**Your instructions:**
Images in the data are to be skipped, while every line is restated exactly as written.

**Supplied records:**
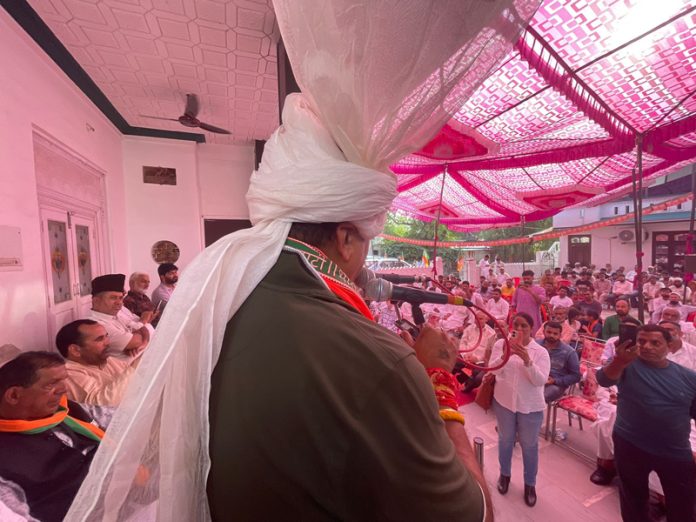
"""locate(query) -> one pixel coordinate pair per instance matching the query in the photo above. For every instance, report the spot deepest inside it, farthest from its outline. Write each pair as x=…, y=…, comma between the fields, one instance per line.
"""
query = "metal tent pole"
x=690, y=240
x=638, y=222
x=524, y=245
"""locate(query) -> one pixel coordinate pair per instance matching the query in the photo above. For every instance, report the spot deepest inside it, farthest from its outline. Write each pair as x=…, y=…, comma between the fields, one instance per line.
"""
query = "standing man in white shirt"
x=484, y=265
x=497, y=306
x=561, y=298
x=678, y=286
x=502, y=276
x=620, y=288
x=169, y=276
x=126, y=336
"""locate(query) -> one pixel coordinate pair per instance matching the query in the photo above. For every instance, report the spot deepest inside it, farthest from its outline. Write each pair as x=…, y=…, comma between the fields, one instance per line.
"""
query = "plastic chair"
x=581, y=405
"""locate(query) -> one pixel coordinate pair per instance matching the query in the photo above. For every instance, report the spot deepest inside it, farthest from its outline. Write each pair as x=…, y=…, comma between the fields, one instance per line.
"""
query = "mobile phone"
x=407, y=326
x=628, y=332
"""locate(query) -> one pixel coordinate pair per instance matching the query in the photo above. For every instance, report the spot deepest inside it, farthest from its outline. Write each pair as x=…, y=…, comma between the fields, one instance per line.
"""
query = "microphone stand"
x=419, y=320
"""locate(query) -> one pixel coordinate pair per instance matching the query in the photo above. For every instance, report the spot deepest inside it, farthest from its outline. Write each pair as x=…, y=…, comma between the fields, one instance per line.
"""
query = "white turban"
x=303, y=177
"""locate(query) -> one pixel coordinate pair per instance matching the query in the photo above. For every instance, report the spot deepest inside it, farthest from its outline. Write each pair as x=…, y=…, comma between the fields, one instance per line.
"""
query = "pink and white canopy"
x=556, y=124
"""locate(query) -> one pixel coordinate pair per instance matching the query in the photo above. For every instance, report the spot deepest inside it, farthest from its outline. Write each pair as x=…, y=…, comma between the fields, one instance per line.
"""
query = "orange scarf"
x=337, y=281
x=31, y=427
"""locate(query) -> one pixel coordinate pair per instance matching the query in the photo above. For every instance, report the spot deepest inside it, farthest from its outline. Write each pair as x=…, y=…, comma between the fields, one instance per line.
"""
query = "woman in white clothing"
x=519, y=402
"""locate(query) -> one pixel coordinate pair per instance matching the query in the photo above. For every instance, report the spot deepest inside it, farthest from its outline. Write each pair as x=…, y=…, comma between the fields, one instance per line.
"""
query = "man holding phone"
x=652, y=426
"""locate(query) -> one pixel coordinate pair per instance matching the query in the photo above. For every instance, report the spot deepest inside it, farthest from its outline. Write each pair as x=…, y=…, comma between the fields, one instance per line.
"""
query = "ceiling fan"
x=188, y=119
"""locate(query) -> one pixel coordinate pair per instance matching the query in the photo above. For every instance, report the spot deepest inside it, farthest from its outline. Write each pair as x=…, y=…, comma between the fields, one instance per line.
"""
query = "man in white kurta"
x=681, y=353
x=497, y=306
x=127, y=334
x=93, y=376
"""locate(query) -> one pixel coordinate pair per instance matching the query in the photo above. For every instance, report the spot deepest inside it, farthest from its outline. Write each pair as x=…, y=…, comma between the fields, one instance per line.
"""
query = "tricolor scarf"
x=330, y=273
x=33, y=427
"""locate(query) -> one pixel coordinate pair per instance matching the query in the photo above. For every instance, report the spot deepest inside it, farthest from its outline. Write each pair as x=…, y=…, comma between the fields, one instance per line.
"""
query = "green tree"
x=406, y=227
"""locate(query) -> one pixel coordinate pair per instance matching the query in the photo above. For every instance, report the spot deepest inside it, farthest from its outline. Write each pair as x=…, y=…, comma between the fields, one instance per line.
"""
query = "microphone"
x=364, y=276
x=383, y=290
x=400, y=279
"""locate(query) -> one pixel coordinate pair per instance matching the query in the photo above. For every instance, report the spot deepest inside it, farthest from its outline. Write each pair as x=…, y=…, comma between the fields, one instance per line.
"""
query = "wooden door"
x=71, y=261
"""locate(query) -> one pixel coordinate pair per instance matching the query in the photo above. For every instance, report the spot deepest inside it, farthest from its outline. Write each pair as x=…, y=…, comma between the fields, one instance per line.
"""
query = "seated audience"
x=93, y=376
x=602, y=287
x=675, y=307
x=611, y=323
x=169, y=276
x=502, y=276
x=559, y=315
x=46, y=443
x=622, y=288
x=485, y=290
x=126, y=337
x=528, y=298
x=651, y=290
x=136, y=299
x=659, y=302
x=565, y=367
x=561, y=298
x=497, y=306
x=679, y=288
x=586, y=301
x=547, y=278
x=478, y=337
x=518, y=403
x=591, y=324
x=508, y=289
x=651, y=432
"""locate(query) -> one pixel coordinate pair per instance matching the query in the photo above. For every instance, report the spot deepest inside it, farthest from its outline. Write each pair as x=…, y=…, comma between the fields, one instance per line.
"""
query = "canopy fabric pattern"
x=556, y=125
x=357, y=62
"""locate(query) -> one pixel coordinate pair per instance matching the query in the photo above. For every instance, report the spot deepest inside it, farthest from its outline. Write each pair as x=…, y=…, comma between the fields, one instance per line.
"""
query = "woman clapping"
x=519, y=402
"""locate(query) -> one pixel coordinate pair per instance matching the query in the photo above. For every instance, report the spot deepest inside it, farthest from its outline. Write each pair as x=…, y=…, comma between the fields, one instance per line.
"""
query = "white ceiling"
x=146, y=55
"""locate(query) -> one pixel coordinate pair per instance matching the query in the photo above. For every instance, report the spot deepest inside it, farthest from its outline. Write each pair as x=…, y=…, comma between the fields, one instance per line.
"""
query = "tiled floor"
x=565, y=493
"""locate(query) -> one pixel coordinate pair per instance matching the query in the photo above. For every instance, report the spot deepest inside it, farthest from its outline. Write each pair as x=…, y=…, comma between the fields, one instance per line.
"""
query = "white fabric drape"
x=380, y=78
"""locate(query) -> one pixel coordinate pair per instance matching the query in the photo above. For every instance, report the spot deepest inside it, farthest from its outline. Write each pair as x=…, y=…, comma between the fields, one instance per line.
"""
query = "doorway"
x=71, y=206
x=580, y=250
x=70, y=259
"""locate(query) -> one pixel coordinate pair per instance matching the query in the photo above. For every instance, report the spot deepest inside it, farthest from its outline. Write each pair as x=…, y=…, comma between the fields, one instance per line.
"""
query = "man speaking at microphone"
x=319, y=413
x=344, y=423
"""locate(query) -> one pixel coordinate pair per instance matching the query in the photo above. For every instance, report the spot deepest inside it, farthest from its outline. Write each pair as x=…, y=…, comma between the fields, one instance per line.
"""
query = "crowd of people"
x=54, y=407
x=546, y=320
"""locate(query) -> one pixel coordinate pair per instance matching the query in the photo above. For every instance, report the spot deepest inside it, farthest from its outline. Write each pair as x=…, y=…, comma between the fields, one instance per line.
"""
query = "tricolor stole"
x=329, y=272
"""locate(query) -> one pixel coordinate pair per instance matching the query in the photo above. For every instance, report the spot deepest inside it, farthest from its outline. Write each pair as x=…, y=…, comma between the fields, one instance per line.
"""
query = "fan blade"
x=157, y=117
x=213, y=128
x=192, y=106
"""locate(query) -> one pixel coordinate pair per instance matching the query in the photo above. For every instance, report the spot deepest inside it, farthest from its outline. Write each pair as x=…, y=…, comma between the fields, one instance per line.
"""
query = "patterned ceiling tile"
x=85, y=11
x=146, y=55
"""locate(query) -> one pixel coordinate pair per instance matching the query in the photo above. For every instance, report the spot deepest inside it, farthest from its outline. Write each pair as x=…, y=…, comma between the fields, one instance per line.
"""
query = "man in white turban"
x=322, y=414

**Expected answer:**
"""locate(query) -> one pixel coordinate pair per instance matching the query in the photo above. For every instance, report the spot deepest inside it, farthest from its outline. Write each pair as x=…, y=…, comma between the fields, one instance per line.
"""
query = "metal tent pole"
x=690, y=240
x=638, y=222
x=524, y=245
"""locate(query) -> one pixel coordinate pair per instance matching the query in the photo above. For every instance, report the spot deepest inside it, farthest from its outline. Write each pair as x=…, y=…, comma between the fields, one instance per line.
"""
query = "standing man in white shirt"
x=484, y=265
x=497, y=306
x=561, y=298
x=678, y=286
x=502, y=276
x=620, y=288
x=169, y=276
x=126, y=336
"""locate(query) -> one pixel coordinate pair per instance matching the query in the photo above. For every instance, report the spot deepest inside it, farthest from its outline. Write each pair as x=…, y=…, comma between the fields, one instance per line.
"""
query = "plastic chair"
x=581, y=405
"""locate(query) -> one pixel coordinate pair per instance matching the query in the photo above. For every instance, report the spot deepest inside it, farthest from its outline. Write each pair as x=…, y=…, comma between the fields, one instance per line.
"""
query = "mobile phone"
x=407, y=326
x=628, y=332
"""locate(query) -> one pixel coordinate pair per instance matching the query in the photo above. For every instance, report the spot deepest inside it, farthest from its outline. Write each pair as x=…, y=…, comma between the fields, one instance per line.
"""
query = "microphone stand"
x=419, y=320
"""locate(query) -> one pixel coordinate pair per instance matching the query in the photo above. For every instance, report the spot deepest inside it, farthest from its outline. Write each pair as x=…, y=…, comma between the fields, one instance per line.
"""
query = "white turban"
x=303, y=177
"""locate(query) -> one pixel coordinate pair per instance matching the query in the photo above. For every instance, report the spot deepest inside it, farthest from its outline. Write each pair as x=…, y=…, comma between the fields, one instance per line.
"""
query = "pink and white canopy"
x=556, y=124
"""locate(query) -> one pixel coordinate pair per instance matching the query in the photo above. For every instance, report the spot deepest inside it, farthest from its outline. Write each pair as x=…, y=…, comma between the fields, one instance per line.
"""
query = "orange scarf"
x=337, y=281
x=31, y=427
"""locate(query) -> one pixel coordinate pair per instance matching the query in the photo above. For every instance, report the spot deepest inside it, farthest from its outline. Write each pair as x=…, y=…, comma between the fields, one instance per line.
"""
query = "woman in white clothing"
x=519, y=402
"""locate(query) -> one pixel coordinate pair per instance matching the query in the photo above. For every instance, report the spot deepest inside it, farthest from its outline. Write each pair as x=…, y=…, comma between the fields, one instance per line.
"""
query = "man holding phone"
x=652, y=426
"""locate(query) -> one pixel coordinate pair per instance matching the query in the photo above. For every instance, report the spot deepest inside it, farthest from its outline. Write each pair as x=…, y=…, comma between the fields, one instance per line.
"""
query = "ceiling fan"
x=188, y=119
"""locate(query) -> one pixel coordinate pair per instance matching the query in the photo above. For every instance, report the spot deepest inside it, farthest from its outline. Write each pair as x=…, y=…, comma between the fields, one instance per line.
"""
query = "man in white kurta"
x=681, y=353
x=497, y=306
x=127, y=334
x=93, y=376
"""locate(query) -> one pixel coordinate pair per instance matching the query in the photo above. For every instance, report the spot deepest inside it, farthest from its outline. Write each pair as x=…, y=…, comma between the fields, one instance per line.
"""
query = "tricolor scarf"
x=330, y=273
x=33, y=427
"""locate(query) -> one pixel coordinate pair per instance matching the query in the photo above. For every instance, report the spot deepest inside it, farthest from its outline. Write each pair as x=…, y=…, comma between the fields, one instance per line.
"""
query = "green tree"
x=406, y=227
"""locate(query) -> one pixel coordinate pair per instance matching the query in the photo above. For every instance, report the spot deepest inside it, farthest from its outline. Write each pair as x=…, y=…, comma between the fields, one instance per line.
"""
query = "microphone"
x=364, y=276
x=383, y=290
x=400, y=279
"""locate(query) -> one pixel coordinate pair per instance matching the query in the photo above. For every instance, report the spot deepest inside it, farthest from its outline. Write each pair as x=…, y=…, comma between the fields, one instance per line.
"""
query = "wooden door"
x=71, y=261
"""locate(query) -> one pixel coordinate pair per instance matching the query in the photo above. For every instance, report the spot deepest inside it, farthest from its outline. Write each pair as x=…, y=…, comma between the fields, one instance per line.
"""
query = "seated audience"
x=93, y=376
x=602, y=287
x=675, y=307
x=611, y=323
x=169, y=276
x=502, y=276
x=559, y=315
x=46, y=443
x=622, y=288
x=485, y=290
x=126, y=337
x=528, y=298
x=651, y=290
x=136, y=299
x=659, y=302
x=565, y=367
x=561, y=298
x=497, y=306
x=679, y=288
x=586, y=301
x=547, y=278
x=478, y=337
x=518, y=403
x=591, y=324
x=508, y=289
x=651, y=432
"""locate(query) -> one pixel coordinate pair per instance matching the query in the photo above. For every instance, report the spot deepest inside it, farthest from its outline. Write each pair as x=…, y=…, comma between the fields, one instance per line.
"""
query = "canopy fabric pattern"
x=556, y=125
x=357, y=62
"""locate(query) -> one pixel coordinate pair per instance matching the query in the photo above. For every instance, report the spot deepest inside it, farthest from its outline. Write each pair as x=…, y=…, comma between the fields, one instance per line.
"""
query = "woman clapping"
x=519, y=402
"""locate(query) -> one pixel coordinate pair per instance matching the query in the photo above. For every instance, report the spot deepest inside it, farthest from its outline. Write each pair as x=…, y=…, comma between the fields, one instance per line.
"""
query = "white ceiling"
x=146, y=55
"""locate(query) -> one pixel coordinate pair per instance matching the query in the photo above. For every instance, report the spot deepest inside it, farthest from its outline. Write each pair as x=…, y=…, comma between the fields, one instance per line.
"""
query = "tiled floor"
x=565, y=493
"""locate(query) -> one pixel coordinate pair per instance matching the query in the photo above. For every instance, report the spot deepest inside it, farthest from its outline. Write each pair as x=…, y=…, comma between the fields, one instance per line.
"""
query = "white fabric drape"
x=380, y=78
"""locate(query) -> one pixel coordinate pair per instance matching the query in the photo above. For every instance, report the spot deepest inside it, farthest from its outline. Write each pair as x=…, y=…, comma between the fields, one instance per line.
"""
query = "doorway"
x=71, y=206
x=580, y=250
x=70, y=259
"""locate(query) -> one pixel coordinate pair per instance matching the query in the photo above. For every instance, report the spot deepest inside it, farthest from its outline. Write each pair as x=…, y=…, comma between the fields, one instance per line.
"""
query = "man speaking at microphone"
x=319, y=413
x=344, y=423
"""locate(query) -> one pixel coordinate pair per instance matching the query in the photo above. For every instance, report the spot deepest inside it, farthest from its outline. Write each pair as x=…, y=…, comma between the fields, one instance per line.
"""
query = "crowd of people"
x=54, y=407
x=546, y=320
"""locate(query) -> one pixel coordinate pair per instance matching the query in the photo above. For every instance, report the spot deepest inside it, farthest from its outline. Write each pair as x=…, y=…, comma between the fields, one instance per line.
"""
query = "tricolor stole"
x=329, y=272
"""locate(query) -> one pixel coordinate pair per instance matching the query in the photo above. For every instance, report the spot deepest inside it, farthest from its outline. Write each pair as x=…, y=…, comma between the fields, one instance per line.
"""
query = "fan blade"
x=157, y=117
x=213, y=128
x=192, y=106
"""locate(query) -> one pixel coordinate pair per instance matching the query in the photo above. For every instance, report the spot deepest inside it, farthest from its outline. Write each pair as x=…, y=…, comma between the fields, one instance per line.
"""
query = "patterned ceiling tile"
x=85, y=11
x=146, y=55
"""locate(query) -> one pixel coordinate pair per instance matching the query in the photo above. For every instance, report the spot deepest inside it, farthest from its outline. Write each pair as x=…, y=…, comma between the fields, one instance per line.
"""
query = "man in white turban"
x=322, y=414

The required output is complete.